(Provided passage begins)
Decoding complex biological datasets using Machine Learning

Paul Villoutreix joins the CSBD as ELBE visiting faculty

© Hendrik Sikkema / MPI-CBG

Together with spring this year, a new guest, hosted by the ELBE Visiting Faculty Program has arrived. Paul Villoutreix will be visiting the Center for Systems Biology Dresden (CSBD) until the end of September. Paul is a research group leader at The Turing Centre for Living Systems (CENTURI) in Marseille and holds a junior professor chair at the French National Institute of Health and Medical Research (INSERM). His group focusses on developing Machine Learning and inference methods for answering biological questions, specifically involving large and heterogenious experimental datasets.

Before his successful application to the program, Paul had already visited Dresden four years ago, attending the “Image-based Modeling and Simulation of Morphogenesis” workshop organized by the Max Planck Institute for the Physics of Complex Systems (MPI-PKS) and coordinated by Ivo Sbalzarini, Professor of Scientific Computing for Systems Biology at the TU Dresden, Research Group Leader at the MPI-CBG, and Dean of the Faculty of Computer Science at the TU Dresden. “Back then, I spent a week here, and I really enjoyed the premises and the scientific community.” About his current stay, Paul says, “I am very grateful for this program,” to which he adds that it enables him to focus on research, writing, and developing new collaborations with fewer administrative constraints.”
(Provided passage ends)
(Given data begins)
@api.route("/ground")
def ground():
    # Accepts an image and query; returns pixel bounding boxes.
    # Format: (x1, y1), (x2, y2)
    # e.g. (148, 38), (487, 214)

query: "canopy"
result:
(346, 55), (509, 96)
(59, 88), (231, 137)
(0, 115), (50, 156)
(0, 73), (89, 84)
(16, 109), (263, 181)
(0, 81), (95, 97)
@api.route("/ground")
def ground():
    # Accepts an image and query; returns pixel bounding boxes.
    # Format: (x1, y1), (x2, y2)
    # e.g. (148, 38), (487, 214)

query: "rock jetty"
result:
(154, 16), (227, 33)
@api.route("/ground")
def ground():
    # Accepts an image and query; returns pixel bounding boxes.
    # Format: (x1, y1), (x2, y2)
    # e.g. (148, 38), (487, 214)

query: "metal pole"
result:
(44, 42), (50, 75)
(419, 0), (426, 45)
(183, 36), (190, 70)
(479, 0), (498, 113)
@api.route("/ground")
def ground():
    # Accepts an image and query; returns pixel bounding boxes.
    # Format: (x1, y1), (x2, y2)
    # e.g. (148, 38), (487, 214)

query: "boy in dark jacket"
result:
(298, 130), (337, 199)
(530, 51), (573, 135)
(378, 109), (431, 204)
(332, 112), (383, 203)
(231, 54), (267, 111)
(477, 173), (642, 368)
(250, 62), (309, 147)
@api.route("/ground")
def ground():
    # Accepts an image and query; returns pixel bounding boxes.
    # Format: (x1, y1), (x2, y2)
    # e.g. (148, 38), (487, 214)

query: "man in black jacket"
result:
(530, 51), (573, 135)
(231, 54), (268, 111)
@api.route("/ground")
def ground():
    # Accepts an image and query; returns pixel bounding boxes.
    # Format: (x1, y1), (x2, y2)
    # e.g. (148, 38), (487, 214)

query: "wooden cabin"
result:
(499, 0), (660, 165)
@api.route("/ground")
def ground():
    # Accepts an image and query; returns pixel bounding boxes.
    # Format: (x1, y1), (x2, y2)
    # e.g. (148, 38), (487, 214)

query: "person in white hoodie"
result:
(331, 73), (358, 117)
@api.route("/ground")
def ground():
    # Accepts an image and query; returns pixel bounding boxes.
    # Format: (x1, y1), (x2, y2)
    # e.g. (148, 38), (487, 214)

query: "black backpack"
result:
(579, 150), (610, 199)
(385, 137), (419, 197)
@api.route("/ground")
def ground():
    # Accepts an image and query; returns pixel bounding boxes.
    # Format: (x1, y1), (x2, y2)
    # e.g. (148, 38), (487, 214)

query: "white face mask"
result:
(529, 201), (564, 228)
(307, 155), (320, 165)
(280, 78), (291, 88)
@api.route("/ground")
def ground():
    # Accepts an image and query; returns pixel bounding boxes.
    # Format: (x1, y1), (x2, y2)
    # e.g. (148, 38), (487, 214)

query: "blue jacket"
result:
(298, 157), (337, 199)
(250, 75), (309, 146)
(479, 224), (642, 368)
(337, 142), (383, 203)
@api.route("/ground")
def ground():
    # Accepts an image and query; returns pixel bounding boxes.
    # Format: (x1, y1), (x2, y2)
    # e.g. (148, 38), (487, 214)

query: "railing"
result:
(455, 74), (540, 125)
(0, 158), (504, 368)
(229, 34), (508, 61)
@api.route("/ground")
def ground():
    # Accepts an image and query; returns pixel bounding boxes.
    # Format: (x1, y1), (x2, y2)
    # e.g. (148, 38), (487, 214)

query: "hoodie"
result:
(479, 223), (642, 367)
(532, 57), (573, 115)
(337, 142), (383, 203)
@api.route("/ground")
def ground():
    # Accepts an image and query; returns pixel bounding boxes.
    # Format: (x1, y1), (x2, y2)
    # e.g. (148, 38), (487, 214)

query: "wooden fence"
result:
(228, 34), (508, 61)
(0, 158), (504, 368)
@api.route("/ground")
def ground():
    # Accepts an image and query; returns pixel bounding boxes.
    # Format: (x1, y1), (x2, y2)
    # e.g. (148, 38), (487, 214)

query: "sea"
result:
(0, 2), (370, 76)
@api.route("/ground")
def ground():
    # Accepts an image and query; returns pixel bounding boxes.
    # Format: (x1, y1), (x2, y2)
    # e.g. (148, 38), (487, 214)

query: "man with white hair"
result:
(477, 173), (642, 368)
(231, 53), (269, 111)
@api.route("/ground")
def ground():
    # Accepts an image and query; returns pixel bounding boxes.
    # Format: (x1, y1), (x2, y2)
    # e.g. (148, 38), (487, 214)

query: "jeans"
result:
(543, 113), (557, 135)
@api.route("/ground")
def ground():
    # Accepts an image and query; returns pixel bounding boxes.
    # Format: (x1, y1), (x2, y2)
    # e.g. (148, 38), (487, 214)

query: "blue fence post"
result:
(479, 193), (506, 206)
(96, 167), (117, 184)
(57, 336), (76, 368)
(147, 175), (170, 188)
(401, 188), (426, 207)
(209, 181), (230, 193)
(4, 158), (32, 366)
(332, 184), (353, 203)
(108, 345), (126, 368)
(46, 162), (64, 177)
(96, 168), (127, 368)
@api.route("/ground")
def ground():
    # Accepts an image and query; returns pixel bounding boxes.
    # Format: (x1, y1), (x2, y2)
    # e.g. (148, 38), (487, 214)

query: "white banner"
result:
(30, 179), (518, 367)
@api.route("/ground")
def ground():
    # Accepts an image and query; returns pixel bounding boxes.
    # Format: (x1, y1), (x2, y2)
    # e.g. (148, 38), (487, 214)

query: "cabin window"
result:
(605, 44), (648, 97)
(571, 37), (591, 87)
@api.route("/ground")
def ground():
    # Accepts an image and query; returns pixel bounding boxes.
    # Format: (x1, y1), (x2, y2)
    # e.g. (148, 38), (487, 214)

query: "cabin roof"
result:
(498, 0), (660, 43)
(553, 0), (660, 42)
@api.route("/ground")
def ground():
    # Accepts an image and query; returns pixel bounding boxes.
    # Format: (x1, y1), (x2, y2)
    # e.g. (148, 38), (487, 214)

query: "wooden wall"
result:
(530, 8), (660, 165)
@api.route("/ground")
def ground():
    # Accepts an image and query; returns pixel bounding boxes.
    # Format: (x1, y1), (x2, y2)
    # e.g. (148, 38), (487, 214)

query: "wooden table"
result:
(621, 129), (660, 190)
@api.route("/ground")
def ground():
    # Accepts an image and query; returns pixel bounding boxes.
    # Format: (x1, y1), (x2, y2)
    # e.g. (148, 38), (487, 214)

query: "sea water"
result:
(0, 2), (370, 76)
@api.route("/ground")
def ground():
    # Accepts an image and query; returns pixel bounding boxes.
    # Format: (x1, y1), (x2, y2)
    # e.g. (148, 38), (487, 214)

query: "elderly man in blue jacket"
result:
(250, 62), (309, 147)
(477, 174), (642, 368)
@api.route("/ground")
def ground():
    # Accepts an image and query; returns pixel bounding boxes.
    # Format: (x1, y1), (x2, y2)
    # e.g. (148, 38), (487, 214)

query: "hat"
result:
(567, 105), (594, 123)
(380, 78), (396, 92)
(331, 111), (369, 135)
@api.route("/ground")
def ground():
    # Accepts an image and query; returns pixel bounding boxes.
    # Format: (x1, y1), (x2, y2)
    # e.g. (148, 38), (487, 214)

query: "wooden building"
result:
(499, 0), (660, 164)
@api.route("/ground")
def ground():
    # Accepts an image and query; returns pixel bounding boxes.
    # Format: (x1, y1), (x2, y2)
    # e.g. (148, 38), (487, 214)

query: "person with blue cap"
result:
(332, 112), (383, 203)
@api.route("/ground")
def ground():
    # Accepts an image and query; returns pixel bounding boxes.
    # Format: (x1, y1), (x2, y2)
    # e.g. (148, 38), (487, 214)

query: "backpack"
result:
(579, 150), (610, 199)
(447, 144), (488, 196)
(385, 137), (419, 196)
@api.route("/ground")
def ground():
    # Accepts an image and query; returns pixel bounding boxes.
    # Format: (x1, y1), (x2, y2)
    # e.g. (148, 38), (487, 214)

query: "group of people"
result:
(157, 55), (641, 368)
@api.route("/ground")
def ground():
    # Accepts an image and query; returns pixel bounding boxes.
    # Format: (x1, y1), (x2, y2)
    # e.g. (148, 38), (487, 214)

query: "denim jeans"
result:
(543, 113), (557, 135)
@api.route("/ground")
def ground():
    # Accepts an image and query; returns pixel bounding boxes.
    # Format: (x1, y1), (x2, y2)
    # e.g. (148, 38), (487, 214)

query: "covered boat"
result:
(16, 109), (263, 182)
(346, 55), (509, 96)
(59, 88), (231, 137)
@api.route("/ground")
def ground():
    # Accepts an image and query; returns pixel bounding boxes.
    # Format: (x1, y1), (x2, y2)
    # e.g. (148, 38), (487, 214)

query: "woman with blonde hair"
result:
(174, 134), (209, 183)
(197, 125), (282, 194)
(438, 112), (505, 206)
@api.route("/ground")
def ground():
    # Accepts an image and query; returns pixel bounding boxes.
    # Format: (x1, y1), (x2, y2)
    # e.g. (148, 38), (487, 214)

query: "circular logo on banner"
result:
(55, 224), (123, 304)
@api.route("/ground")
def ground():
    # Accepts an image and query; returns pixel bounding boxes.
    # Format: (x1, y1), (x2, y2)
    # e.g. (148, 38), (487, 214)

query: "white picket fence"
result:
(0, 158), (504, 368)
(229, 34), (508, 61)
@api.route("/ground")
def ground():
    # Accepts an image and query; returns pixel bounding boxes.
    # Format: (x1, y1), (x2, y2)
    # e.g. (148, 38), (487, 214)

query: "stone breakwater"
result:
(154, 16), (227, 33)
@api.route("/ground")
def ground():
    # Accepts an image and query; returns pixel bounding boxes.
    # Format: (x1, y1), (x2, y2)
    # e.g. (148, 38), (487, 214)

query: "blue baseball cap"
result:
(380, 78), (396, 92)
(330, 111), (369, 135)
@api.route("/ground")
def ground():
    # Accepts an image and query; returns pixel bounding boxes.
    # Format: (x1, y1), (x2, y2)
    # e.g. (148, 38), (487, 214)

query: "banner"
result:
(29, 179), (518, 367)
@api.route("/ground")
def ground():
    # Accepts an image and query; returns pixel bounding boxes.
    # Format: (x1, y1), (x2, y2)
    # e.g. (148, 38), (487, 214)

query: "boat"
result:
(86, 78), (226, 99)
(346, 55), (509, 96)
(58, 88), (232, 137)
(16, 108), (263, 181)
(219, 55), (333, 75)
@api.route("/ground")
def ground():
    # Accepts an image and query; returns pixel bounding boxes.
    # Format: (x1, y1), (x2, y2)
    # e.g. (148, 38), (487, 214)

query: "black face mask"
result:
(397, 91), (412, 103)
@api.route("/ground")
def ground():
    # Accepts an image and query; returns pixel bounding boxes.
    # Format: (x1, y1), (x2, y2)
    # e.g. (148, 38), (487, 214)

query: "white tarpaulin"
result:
(Given data ends)
Actions to take:
[A] Condense the paragraph beginning "Together with spring this year" in the article on Paul Villoutreix's visit into a short bulleted list that keeps its main facts.
[B] Write the next part of the article about Paul Villoutreix's visit to the CSBD, picking up after its final sentence.

Results of the exercise:
[A]
- Paul Villoutreix arrived this spring as a guest of the ELBE Visiting Faculty Program.
- He is visiting the Center for Systems Biology Dresden (CSBD) until the end of September.
- He leads a research group at The Turing Centre for Living Systems (CENTURI) in Marseille.
- He holds a junior professor chair at the French National Institute of Health and Medical Research (INSERM).
- His group develops Machine Learning and inference methods to answer biological questions, especially ones involving large, diverse experimental datasets.

[B]
The vast increase in experimental data in recent years, especially from acquisition techniques such as imaging and omics, calls for new and inventive ways of data analysis. Paul and his lab work on extracting useful information from such datasets and also on crossing the information from these two types of techniques. He elaborates: “One of the main focuses is the question of data integration – how to connect information from very heterogeneous data acquisition techniques and extract something meaningful out of this. The second question is how to do good data exploration out of it, so how to find patterns, how to identify specific behavior in multi-model data.” He concludes: “Finally, we are also trying to develop predictive, data-driven models, that enable us to numerically predict how the system is going to behave.”

During his stay, Paul is looking forward to new collaborations, new ideas, and new projects. He says: “People should reach out to me if they are interested in machine learning and quantitative approaches in biology.” On the question of what a successful stay would look like, he concludes: “I think there is no quantitative way of evaluating it, but just to be here is already very motivating.”

The ELBE Visiting Faculty Program provides funded opportunities for researchers at different career stages. Visiting scientists closely interact with the CSBD and both Max Planck Institutes (MPI-CBG and MPI-PKS). Through this program, the CSBD promotes networking between scientists and thereby fosters the community’s sharing of its research mission.